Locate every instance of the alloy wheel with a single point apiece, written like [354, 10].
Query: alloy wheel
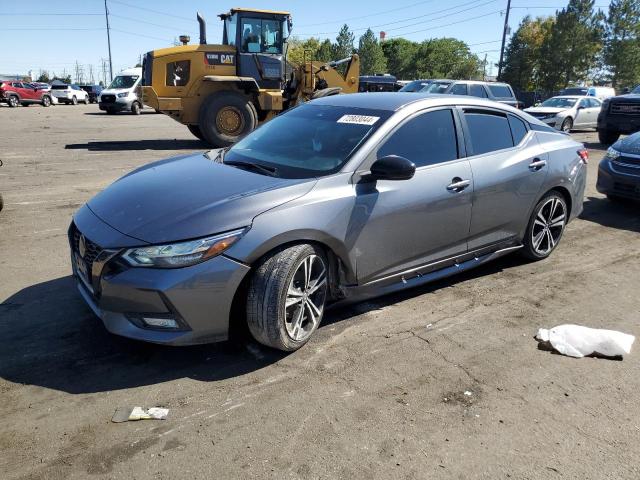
[305, 298]
[548, 226]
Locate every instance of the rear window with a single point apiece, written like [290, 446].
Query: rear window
[501, 91]
[489, 131]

- Work instructions: Extract verbatim every line from the one containing "Locate every instance of the rear" through the last line of the items, both included.

- Response:
Locate every instance of the rear window with a single point apiece, written like [290, 446].
Query: rear window
[501, 91]
[489, 131]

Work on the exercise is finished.